Written instruction >>
Repeat the whole listing exactly as written.

(begin)

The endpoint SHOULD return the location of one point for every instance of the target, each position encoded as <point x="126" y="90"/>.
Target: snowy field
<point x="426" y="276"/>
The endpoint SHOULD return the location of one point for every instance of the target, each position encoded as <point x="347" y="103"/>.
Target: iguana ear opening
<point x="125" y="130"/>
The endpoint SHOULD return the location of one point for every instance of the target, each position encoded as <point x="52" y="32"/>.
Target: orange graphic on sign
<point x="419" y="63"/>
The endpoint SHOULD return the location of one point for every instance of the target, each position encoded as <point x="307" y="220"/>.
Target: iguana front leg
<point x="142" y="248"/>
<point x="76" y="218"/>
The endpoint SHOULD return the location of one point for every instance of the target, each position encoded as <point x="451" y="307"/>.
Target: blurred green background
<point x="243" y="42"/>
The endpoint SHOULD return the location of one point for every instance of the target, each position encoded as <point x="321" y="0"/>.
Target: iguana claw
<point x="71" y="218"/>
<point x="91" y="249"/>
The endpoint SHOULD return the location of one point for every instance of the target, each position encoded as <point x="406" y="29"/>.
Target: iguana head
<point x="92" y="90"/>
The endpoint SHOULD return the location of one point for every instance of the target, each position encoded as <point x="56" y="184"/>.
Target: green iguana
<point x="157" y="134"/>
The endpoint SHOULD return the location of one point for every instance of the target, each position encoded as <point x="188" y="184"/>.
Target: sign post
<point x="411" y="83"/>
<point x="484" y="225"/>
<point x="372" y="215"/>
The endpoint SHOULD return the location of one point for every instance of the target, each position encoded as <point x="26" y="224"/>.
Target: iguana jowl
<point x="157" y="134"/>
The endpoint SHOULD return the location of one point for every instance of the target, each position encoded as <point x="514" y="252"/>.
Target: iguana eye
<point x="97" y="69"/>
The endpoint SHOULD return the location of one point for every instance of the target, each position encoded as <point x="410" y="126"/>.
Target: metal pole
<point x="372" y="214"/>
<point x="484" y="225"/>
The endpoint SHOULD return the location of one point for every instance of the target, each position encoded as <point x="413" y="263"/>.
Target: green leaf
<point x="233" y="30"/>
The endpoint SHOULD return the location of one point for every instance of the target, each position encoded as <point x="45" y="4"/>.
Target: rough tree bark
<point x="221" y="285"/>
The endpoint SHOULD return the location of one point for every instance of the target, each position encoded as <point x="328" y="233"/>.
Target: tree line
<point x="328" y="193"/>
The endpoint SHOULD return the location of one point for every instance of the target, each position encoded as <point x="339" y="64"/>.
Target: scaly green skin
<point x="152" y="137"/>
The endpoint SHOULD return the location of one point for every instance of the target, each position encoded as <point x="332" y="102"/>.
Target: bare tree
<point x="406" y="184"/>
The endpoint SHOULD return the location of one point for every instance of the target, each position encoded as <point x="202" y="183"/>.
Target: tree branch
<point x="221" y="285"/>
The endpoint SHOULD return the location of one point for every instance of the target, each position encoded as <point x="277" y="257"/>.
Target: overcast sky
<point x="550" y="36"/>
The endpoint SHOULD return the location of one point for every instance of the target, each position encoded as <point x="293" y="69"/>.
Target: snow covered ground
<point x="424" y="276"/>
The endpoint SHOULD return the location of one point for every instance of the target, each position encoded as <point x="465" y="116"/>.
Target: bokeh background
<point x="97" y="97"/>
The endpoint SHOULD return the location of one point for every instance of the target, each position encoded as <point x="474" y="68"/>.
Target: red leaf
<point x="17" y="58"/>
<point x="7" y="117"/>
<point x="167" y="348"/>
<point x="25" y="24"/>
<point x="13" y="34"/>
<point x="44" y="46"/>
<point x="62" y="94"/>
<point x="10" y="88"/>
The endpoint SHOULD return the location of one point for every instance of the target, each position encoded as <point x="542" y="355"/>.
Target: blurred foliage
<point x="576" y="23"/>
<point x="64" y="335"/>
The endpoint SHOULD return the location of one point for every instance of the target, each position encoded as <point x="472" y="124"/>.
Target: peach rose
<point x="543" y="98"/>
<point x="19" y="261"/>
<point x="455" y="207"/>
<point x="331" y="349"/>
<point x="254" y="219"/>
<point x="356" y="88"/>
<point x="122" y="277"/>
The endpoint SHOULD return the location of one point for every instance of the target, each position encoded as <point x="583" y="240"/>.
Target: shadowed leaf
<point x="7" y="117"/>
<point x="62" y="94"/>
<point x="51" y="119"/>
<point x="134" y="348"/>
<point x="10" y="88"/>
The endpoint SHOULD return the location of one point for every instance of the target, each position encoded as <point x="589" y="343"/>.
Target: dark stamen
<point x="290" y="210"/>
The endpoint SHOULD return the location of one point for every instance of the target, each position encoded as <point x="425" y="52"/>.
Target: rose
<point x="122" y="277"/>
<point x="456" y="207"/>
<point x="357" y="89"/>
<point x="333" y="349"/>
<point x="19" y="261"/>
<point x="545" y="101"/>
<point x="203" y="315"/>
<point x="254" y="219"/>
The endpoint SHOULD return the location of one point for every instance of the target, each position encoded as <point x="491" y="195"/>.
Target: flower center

(end)

Task result >>
The endpoint SHOULD return the location of one point for every instance of the target, each position encoded as <point x="126" y="90"/>.
Target: snowy field
<point x="426" y="276"/>
The endpoint SHOULD return the location of one point for every instance of the target, each position encoded as <point x="347" y="103"/>.
Target: iguana ear opening
<point x="125" y="130"/>
The endpoint SHOULD return the location of one point for every instance of the target, each position encoded as <point x="52" y="32"/>.
Target: orange graphic on sign
<point x="419" y="63"/>
The endpoint SHOULD return the location of one point for every instance of the target, each position encoded as <point x="307" y="220"/>.
Target: iguana front leg
<point x="142" y="248"/>
<point x="76" y="218"/>
The endpoint SHOULD return the location of one point for every instance of the target, each position encoded as <point x="451" y="307"/>.
Target: blurred green background
<point x="243" y="42"/>
The endpoint SHOULD return the location of one point for every instance of the target, each position encoded as <point x="321" y="0"/>.
Target: iguana claw
<point x="71" y="218"/>
<point x="91" y="249"/>
The endpoint SHOULD return the location of one point for every instance of the target, each position encoded as <point x="406" y="29"/>.
Target: iguana head
<point x="92" y="90"/>
The endpoint SHOULD return the location of one point for every instance of the target, each position encoded as <point x="56" y="184"/>.
Target: green iguana
<point x="157" y="134"/>
The endpoint SHOULD return the location of one point for every instance of the target, each position encoded as <point x="188" y="184"/>.
Target: sign post
<point x="411" y="83"/>
<point x="484" y="225"/>
<point x="372" y="215"/>
The endpoint SHOULD return the location of one point for every instance of the target, each position encoded as <point x="26" y="224"/>.
Target: iguana jowl
<point x="157" y="134"/>
The endpoint SHOULD return the location of one point for every instance of the target, each position encoded as <point x="514" y="252"/>.
Target: iguana eye
<point x="97" y="69"/>
The endpoint SHOULD return the location of one point for every instance of the target, each position encoded as <point x="410" y="126"/>.
Target: metal pole
<point x="372" y="214"/>
<point x="484" y="225"/>
The endpoint SHOULD return the location of one point for every instance of the target, each position encoded as <point x="413" y="263"/>.
Target: green leaf
<point x="233" y="30"/>
The endpoint SHOULD return the location of one point for every instance of the target, each position encoded as <point x="45" y="4"/>.
Target: rough tree bark
<point x="221" y="285"/>
The endpoint SHOULD return the location of one point for every instance of the target, each position encoded as <point x="328" y="233"/>.
Target: tree line
<point x="328" y="193"/>
The endpoint SHOULD return the location of one point for every instance of the target, each position encoded as <point x="339" y="64"/>.
Target: scaly green skin
<point x="152" y="137"/>
The endpoint SHOULD return the location of one point for every instance of the target, each position encoded as <point x="332" y="102"/>.
Target: bare tree
<point x="406" y="184"/>
The endpoint SHOULD return the location of one point for every instance of the target, each position encoded as <point x="202" y="183"/>.
Target: tree branch
<point x="221" y="285"/>
The endpoint SHOULD return the location of one point for every instance of the target, each position encoded as <point x="277" y="257"/>.
Target: overcast sky
<point x="550" y="36"/>
The endpoint SHOULD return the location of one point for every instance of the target, each position encoded as <point x="293" y="69"/>.
Target: snow covered ground
<point x="424" y="276"/>
The endpoint SHOULD return the location of one point for every instance of the target, each position encoded as <point x="465" y="116"/>.
Target: bokeh background
<point x="97" y="97"/>
The endpoint SHOULD return the location of one point for every instance of the target, each position encoded as <point x="474" y="68"/>.
Target: red leaf
<point x="17" y="58"/>
<point x="7" y="117"/>
<point x="167" y="348"/>
<point x="25" y="24"/>
<point x="13" y="34"/>
<point x="44" y="46"/>
<point x="62" y="94"/>
<point x="10" y="88"/>
The endpoint SHOULD return the location of one point for every instance of the target, each position encoded as <point x="542" y="355"/>.
Target: blurred foliage
<point x="576" y="23"/>
<point x="64" y="335"/>
The endpoint SHOULD return the location of one point for every instance of the target, each position encoded as <point x="472" y="124"/>.
Target: peach rose
<point x="543" y="98"/>
<point x="19" y="261"/>
<point x="455" y="207"/>
<point x="331" y="349"/>
<point x="254" y="219"/>
<point x="356" y="88"/>
<point x="122" y="277"/>
The endpoint SHOULD return the location of one point for every instance of the target, each position encoded as <point x="583" y="240"/>.
Target: shadowed leaf
<point x="7" y="117"/>
<point x="62" y="94"/>
<point x="51" y="119"/>
<point x="134" y="348"/>
<point x="10" y="88"/>
The endpoint SHOULD return the location of one point for every instance of the target, each position encoded as <point x="589" y="343"/>.
Target: dark stamen
<point x="290" y="210"/>
The endpoint SHOULD return the location of one point for every instance of the target, each position encoded as <point x="425" y="52"/>.
Target: rose
<point x="122" y="277"/>
<point x="456" y="207"/>
<point x="357" y="89"/>
<point x="333" y="349"/>
<point x="19" y="261"/>
<point x="545" y="101"/>
<point x="203" y="315"/>
<point x="254" y="219"/>
The endpoint SHOULD return the location of one point for every instance of the target, each position encoded as <point x="491" y="195"/>.
Target: flower center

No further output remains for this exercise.